Vorgegebener Text:

- - - -

Von Fotos, die es wohl nicht in die Zeitung schaffen

Für viele Artikel, die ich schreibe, mache ich auch die Fotos. Manchmal hat man allerdings Motive vor der Linse, bei denen man nicht so genau weiß, was man damit anfangen soll. Heute ist mir das gleich zweimal passiert. Allerdings auf sehr unterschiedliche Weise.

Welche Fotos gehören zu den langweiligsten, die man immer wieder in der Zeitung sieht? Die, auf denen Bändchen durchgeschnitten werden.
Da wird eine Straße oder ein Parkplatz neu gebaut oder saniert. Dann kommen die Lokalpolitiker und die Lokalpresse. Die Lokalpolitiker rollen gemeinsam mit den Straßenplanern ein Bändchen aus und schneiden es durch. Was nur symbolisch und eigentlich das Sinnloseste ist, was es so gibt. Denn die Straße oder der Parkplatz sind meist auch vorher schon für den Verkehr freigegeben.
Irrsinnig war beispielsweise mal eine Parkplatzeröffnung, die ich in Alt Ruppin miterlebte. Mitten auf dem Parkplatz, der bereits voller Autos war, wurde ein Bändchen ausgerollt, das von zwei Leuten links und rechts gehalten wurde. Ein dritter schnitt das Ding durch. Hurra.
Oder heute in Vehlefanz: Die Straße war längst offen, das Bändchen musste trotzdem noch mal durchgeschnitten werden. Natürlich gibt es davon auch ein Foto, in die Zeitung kommt es jedoch nicht. Stattdessen sieht man ein Foto, auf dem bereits ein Auto auf der besagten Straße entlangrollt, und die Politiker stehen daneben und sehen der Fahrerin zu.

- - - -

Übungsdaten:
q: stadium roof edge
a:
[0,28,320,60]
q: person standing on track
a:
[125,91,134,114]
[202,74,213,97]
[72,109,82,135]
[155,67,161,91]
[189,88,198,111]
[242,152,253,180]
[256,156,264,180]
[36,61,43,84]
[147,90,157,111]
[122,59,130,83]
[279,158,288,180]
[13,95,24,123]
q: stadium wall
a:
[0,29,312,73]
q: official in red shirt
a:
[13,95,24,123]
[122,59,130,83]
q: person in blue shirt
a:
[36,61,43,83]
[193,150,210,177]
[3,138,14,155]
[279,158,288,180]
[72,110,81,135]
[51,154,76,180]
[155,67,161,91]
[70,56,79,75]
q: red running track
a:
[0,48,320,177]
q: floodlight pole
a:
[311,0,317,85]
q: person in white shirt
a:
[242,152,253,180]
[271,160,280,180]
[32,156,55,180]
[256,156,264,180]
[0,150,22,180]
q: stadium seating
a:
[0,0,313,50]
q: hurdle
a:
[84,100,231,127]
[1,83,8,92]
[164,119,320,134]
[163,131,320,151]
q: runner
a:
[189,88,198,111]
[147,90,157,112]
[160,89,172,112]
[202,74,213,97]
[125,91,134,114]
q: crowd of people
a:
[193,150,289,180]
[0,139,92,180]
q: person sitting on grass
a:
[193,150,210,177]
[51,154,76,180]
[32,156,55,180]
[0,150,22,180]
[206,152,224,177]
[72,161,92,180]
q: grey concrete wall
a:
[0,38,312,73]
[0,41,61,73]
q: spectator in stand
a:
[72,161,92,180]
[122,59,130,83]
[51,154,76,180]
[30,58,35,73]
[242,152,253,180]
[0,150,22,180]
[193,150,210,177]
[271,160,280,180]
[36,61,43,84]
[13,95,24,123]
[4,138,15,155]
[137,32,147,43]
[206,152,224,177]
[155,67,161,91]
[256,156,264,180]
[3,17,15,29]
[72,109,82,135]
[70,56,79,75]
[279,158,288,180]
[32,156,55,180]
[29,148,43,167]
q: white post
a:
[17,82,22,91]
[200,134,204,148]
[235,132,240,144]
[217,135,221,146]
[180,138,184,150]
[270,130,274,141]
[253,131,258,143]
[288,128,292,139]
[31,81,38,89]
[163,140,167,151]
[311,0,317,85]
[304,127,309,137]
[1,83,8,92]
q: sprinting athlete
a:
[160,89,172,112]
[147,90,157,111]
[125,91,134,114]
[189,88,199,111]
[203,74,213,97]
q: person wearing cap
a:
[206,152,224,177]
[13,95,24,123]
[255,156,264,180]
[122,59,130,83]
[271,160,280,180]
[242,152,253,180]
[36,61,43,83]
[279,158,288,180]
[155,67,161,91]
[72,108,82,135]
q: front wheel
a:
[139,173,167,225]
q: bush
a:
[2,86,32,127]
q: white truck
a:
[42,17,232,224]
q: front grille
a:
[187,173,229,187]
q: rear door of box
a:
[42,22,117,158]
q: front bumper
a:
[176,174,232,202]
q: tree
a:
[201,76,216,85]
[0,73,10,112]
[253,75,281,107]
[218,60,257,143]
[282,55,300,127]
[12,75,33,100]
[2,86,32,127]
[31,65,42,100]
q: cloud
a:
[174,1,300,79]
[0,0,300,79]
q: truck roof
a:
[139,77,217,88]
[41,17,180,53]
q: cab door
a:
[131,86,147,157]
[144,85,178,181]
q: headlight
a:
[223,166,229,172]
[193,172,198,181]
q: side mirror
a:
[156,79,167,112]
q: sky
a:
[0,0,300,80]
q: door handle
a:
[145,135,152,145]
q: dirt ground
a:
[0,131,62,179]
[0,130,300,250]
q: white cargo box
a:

- - - -

Übungsaufgaben:
**A)** Schreiben Sie aus den Einträgen die Zeilen unverändert ab, beginnend mit der Zeile mit „q: rear door of box“ und weiter bis einschließlich der Zeile mit „[144,85,178,181]“.
**B)** Führen Sie den Text über Fotos, die es nicht in die Zeitung schaffen, im Anschluss an seinen letzten Satz weiter.

Lösungen:
**A)**
q: rear door of box
a:
[42,22,117,158]
q: front bumper
a:
[176,174,232,202]
q: tree
a:
[201,76,216,85]
[0,73,10,112]
[253,75,281,107]
[218,60,257,143]
[282,55,300,127]
[12,75,33,100]
[2,86,32,127]
[31,65,42,100]
q: cloud
a:
[174,1,300,79]
[0,0,300,79]
q: truck roof
a:
[139,77,217,88]
[41,17,180,53]
q: cab door
a:
[131,86,147,157]
[144,85,178,181]

**B)**
Gleich danach der nächste Fotofall. Aber aus einem ganz anderen Grund. In Sommerfeld erzählte mir eine Frau von ihrem schwerkranken Mann. Als es bei ihm akut wurde, mussten Hausarzt, Pflegedienst und später der Notarzt geholt werden. Der Pflegedienst kümmerte sich mehrere Tage lang um den Mann, damit er nicht ins Krankenhaus muss. Eine bemerkenswerte Geschichte, weil das alles mehr oder weniger ehrenamtlich passierte.
Dann aber ging es um das Foto. Ich dachte daran, die Frau mit der Haupthelferin zu fotografieren. Es kam aber anders. Inzwischen traf das komplette Pflegeteam ein, und der Mann könne doch auch aufs Foto.
Der Mann lag in seinem Bett, schien gar nicht mitzubekommen, was um ihn herum geschah. Wir alle versammelten uns in dem kleinen Zimmer. Der Mann im Bett, die Augen geschlossen. Seine Frau daneben, die Pflegerinnen dahinter.
Auf dem Foto liegt der Mann mit geschlossenen Augen im Bett, alle anderen sehen zu ihm oder in die Kamera. Ein sehr heikles Foto, wie ich finde. Und ich habe das Gefühl, dass es nicht in die Zeitung, in die Öffentlichkeit gehört. Der Mann konnte nicht sagen, ob er aufs Foto will oder nicht. Und irgendwie sieht es aus, als schlafe er oder… Wie auch immer: Wenn der Artikel zur Geschichte in der kommenden Woche erscheint, wird das wohl ohne dieses Foto passieren.
Oder was meint ihr?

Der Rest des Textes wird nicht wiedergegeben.